The International Study of Organized Persecution of Children (ISOPC) was founded in 1981 in response to the growing concerns among child survivors of the Holocaust that their experiences and their traumas had been neglected. Dr.Judith Kestenberg, psychiatrist, and Milton Kestenberg, an attorney involved in German reparations for victims of the Holocaust, founded ISOPC to focus on the unique experiences of child survivors.
As the name of the project indicates, its mission goes beyond the study of Holocaust child survivors to include study of child survivors of past, present, and future organized persecutions. (i.e. Bosnia, Rwanda, Darfur, Timor, Kosovo, Uganda, and other regions around the world.). However, the project has focused most of its energy on documenting the experiences, histories, and psychological processes undergone by child survivors of the Nazi Holocaust. Through the use of specially trained interviewers, over 1500 interviews have been conducted. Over 300 of these interviews are available on CDs at Hebrew University archives in Jerusalem Israel.
The interviews serve as the basis for historical and psychological research that allows us to examine how children of different ages and backgrounds responded to varied conditions during the period of persecution. What we learned has given us the ability to contribute to the development of better social and psychological treatments for other child survivors of major trauma.
----------
**What is being asked:**
Retype the text about the International Study of Organized Persecution of Children word for word, in full.

**Material:**
----------
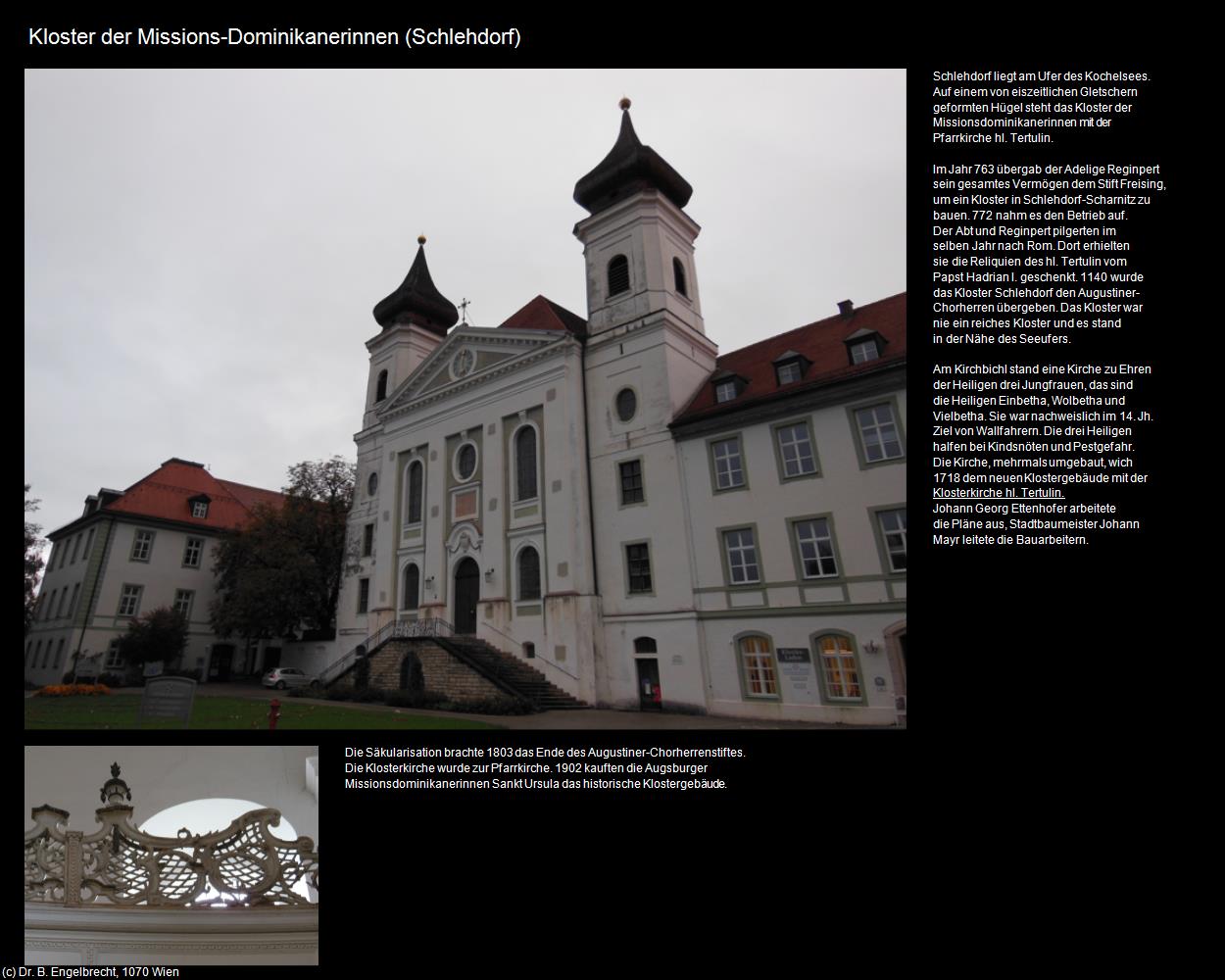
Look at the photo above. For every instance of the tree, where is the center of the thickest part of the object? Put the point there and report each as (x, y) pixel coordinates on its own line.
(33, 562)
(282, 569)
(158, 635)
----------
**Answer in full:**
The International Study of Organized Persecution of Children (ISOPC) was founded in 1981 in response to the growing concerns among child survivors of the Holocaust that their experiences and their traumas had been neglected. Dr.Judith Kestenberg, psychiatrist, and Milton Kestenberg, an attorney involved in German reparations for victims of the Holocaust, founded ISOPC to focus on the unique experiences of child survivors.
As the name of the project indicates, its mission goes beyond the study of Holocaust child survivors to include study of child survivors of past, present, and future organized persecutions. (i.e. Bosnia, Rwanda, Darfur, Timor, Kosovo, Uganda, and other regions around the world.). However, the project has focused most of its energy on documenting the experiences, histories, and psychological processes undergone by child survivors of the Nazi Holocaust. Through the use of specially trained interviewers, over 1500 interviews have been conducted. Over 300 of these interviews are available on CDs at Hebrew University archives in Jerusalem Israel.
The interviews serve as the basis for historical and psychological research that allows us to examine how children of different ages and backgrounds responded to varied conditions during the period of persecution. What we learned has given us the ability to contribute to the development of better social and psychological treatments for other child survivors of major trauma.